__Vorliegender Text__.
════════════════

'Keine Abstufung im Lebensschutz des embryonalen menschlichen Lebens'

7. Jänner 2014 in Deutschland


Bischof Algermissen: Biomedizinische und technologische Möglichkeiten stellten nicht nur die Politik vor neue Aufgaben, sondern es müsse sich auch die Gesellschaft mit ihren Träumen, Wünschen und Idealen kritischer auseinandersetzen


Fulda (kath.net/bpf) „Für mich wird im Jahr 2014 eine Schlüsselfrage sein, wie wir die Botschaft des Evangeliums authentisch leben und als Kirche überzeugend auftreten. Wir müssen herausfinden, wie wir mehr Barmherzigkeit mit den Menschen zeigen und bezeugen können, die in einer Welt voller Brüche und Widersprüche leben.“ Dies betonte der Fuldaer Bischof Heinz Josef Algermissen (Foto) am Mittwoch, 1. Januar, beim traditionellen Neujahrsempfang im Fuldaer Priesterseminar. Das Misstrauen gegenüber dem kirchlichen Amt und den kirchlichen Strukturen, wie sie im vergangenen Jahr 2013 zutage getreten seien, bezeichnete der Oberhirte vor über 100 Vertretern aus Kirche und Gesellschaft als Alarmzeichen. Denn Misstrauen hebe Vertrauen auf, und ohne Vertrauen könne keine Glaubensverkündigung gelingen. Algermissen betonte, dass es wichtig sei, die im Rücktritt Papst Benedikts XVI. sichtbare Demut und die Zuwendung des neuen Papstes Franziskus zu den Menschen auch im Bistum Fulda umzusetzen. „Tatsächlich brauchen wir neue Wege der Nähe und müssen viel deutlicher an die Ränder gehen, um die Menschen dort zu finden, wo sie sind.“

Anfrage an das Verhältnis von Staat und Kirche

Die zunehmenden Anfragen aus der Politik an das bestehende Verhältnis von Staat und Kirchen in den Bereichen wie Kirchensteuer, Arbeitsrecht und Religionsunterricht sowie die stärker werdende Religionsfeindlichkeit in der Gesellschaft müssten der Kirche in Deutschland zu denken geben. Bischof Algermissen rief dazu auf, sich offensiv auf diese Diskussion einlassen. „Nach meiner Überzeugung ist zu dem funktionierenden Staat-Kirche-System in Deutschland derzeit keine Alternative erkennbar, die für die Gesellschaft und das Gemeinwohl nützlicher wäre.“

Einsatz für Ehe und Familie erforderlich

„Die ehebegründete Familie ist für mich das fundamentale Band zwischen den Menschen, auf das Gesellschaft und Staat aufbauen können. Politik und Sozialstaat können die familiären Bindungen und die menschliche Fürsorge weder ersetzen noch schaffen.“ Es sei notwendig, die Familienpolitik aus der Schublade der Sozialpolitik herauszunehmen und in das Zentrum unserer Gesellschafts- und Zukunftspolitik zu stellen. Hier sei auch das Engagement der katholischen Verbände Kolping, KAB und Frauengemeinschaft gefragt. Laut dem Zweiten Vatikanischen Konzil seien nämlich die Laien inmitten der Welt berufen, vom Geist Christi beseelt nach Art des Sauerteigs ihr Apostolat in der Welt auszuüben. Der Bischof verwies darauf, dass es zum Thema „Die pastoralen Herausforderungen der Familie im Rahmen der Evangelisierung“ im Oktober eine Bischofssynode in Rom geben werde. Die Diskrepanz zwischen kirchlicher Lehre und der Wirklichkeit werfe die Frage auf, wie man die Lehre von der Unauflöslichkeit der sakramentalen Ehe zur Geltung bringen und zugleich den Menschen, die in ihrer Ehe gescheitert seien, glaubwürdig Gottes Erbarmen vermitteln könne.

════════════════

__Gegebene Daten__.
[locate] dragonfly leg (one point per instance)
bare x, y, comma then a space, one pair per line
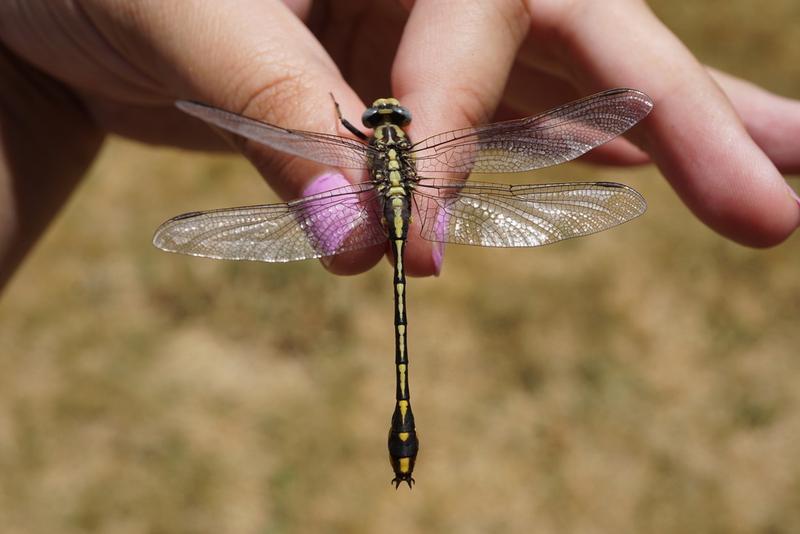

════════════════

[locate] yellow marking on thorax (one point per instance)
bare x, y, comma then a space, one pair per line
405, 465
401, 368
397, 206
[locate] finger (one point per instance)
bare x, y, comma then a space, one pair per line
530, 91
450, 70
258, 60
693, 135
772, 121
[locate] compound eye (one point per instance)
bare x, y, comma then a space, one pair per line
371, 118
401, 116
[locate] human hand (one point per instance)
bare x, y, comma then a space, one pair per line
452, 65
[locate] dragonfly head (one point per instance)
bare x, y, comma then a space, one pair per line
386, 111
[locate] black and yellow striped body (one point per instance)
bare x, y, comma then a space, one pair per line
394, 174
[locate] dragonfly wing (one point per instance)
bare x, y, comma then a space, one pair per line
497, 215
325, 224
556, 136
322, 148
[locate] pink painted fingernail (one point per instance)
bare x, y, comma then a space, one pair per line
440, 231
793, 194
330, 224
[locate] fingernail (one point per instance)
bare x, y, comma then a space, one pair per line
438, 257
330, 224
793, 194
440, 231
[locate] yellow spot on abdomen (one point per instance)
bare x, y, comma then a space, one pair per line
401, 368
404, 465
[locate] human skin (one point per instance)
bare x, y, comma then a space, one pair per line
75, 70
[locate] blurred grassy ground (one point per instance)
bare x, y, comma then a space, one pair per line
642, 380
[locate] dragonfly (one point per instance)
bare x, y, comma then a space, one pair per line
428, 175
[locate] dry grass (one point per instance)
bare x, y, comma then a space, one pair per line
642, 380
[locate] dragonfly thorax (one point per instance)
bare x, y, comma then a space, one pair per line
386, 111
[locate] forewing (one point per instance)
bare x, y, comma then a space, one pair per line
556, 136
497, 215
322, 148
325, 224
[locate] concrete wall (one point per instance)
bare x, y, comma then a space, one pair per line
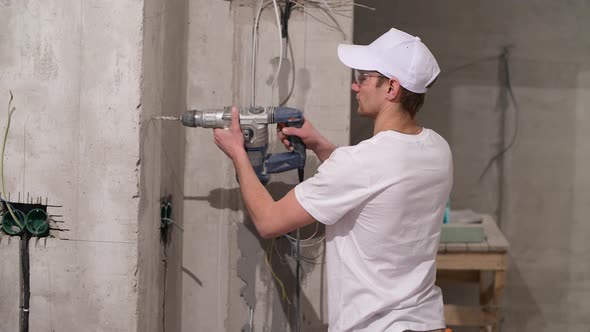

════════════════

__Aufgabe 1__. Wo fand der Neujahrsempfang statt, von dem der Bericht über Bischof Algermissen erzählt?
__Aufgabe 2__. Knüpfen Sie an den letzten Satz des Berichts über Bischof Algermissens Neujahrsempfang an und schreiben Sie ihn weiter.
Die Daten haben einen anderen Ursprung als der Text.

__Antwort 1__. Im Fuldaer Priesterseminar.

__Antwort 2__.
Kein Freibrief für ethische Beliebigkeit

Der Oberhirte zeigte sich zudem alarmiert vom Gesetzentwurf der letzten Bundesregierung zur Strafbarkeit der gewerbsmäßigen Beihilfe zur Selbsttötung. „Denn wenn nur die gewerbsmäßige Förderung der Selbsttötung strafbar ist, bietet das vorgesehene Gesetz gerade solchen Organisationen Schlupflöcher, die in Deutschland schon heute in organisierter Form Suizidbeihilfe anbieten und zum Teil aggressiv dafür werben.“ Ein solches Gesetz führe zu einer „schleichenden Erosion des Rechtsbewusstseins“ in der Gesellschaft. Das grundsätzliche Verbot einer organisierten Beihilfe zur Selbsttötung gehöre in den Koalitionsvertrag. Es gelte, mit Nachdruck für eine Verbesserung der Situation schwerstkranker und sterbender Menschen einzutreten.

„Christen glauben nicht an die Utopie des perfekten, endgültig erlösten menschlichen Lebens auf Erden.“ Das christliche Menschenbild sei ein „kritischer Stachel“ gegen die Überzeugung, Politik und Technologie könnten das Paradies auf Erden oder den „erlösten“ Menschen schaffen. Die säkulare Gesellschaft sei zwar darauf angewiesen, im Widerstreit und argumentativen Diskurs ihren Weg zu finden. „Die Erkenntnis, dass ein ethischer Konsens nicht zu diktieren ist, darf allerdings kein Freibrief für ethische Beliebigkeit oder Gleichgültigkeit sein.“ Die biomedizinischen und technologischen Möglichkeiten stellten nicht nur die Politik vor neue Aufgaben und Entscheidungen, sondern auch die Gesellschaft insgesamt müsse sich mit ihren Träumen, Wünschen und Idealen kritischer auseinandersetzen.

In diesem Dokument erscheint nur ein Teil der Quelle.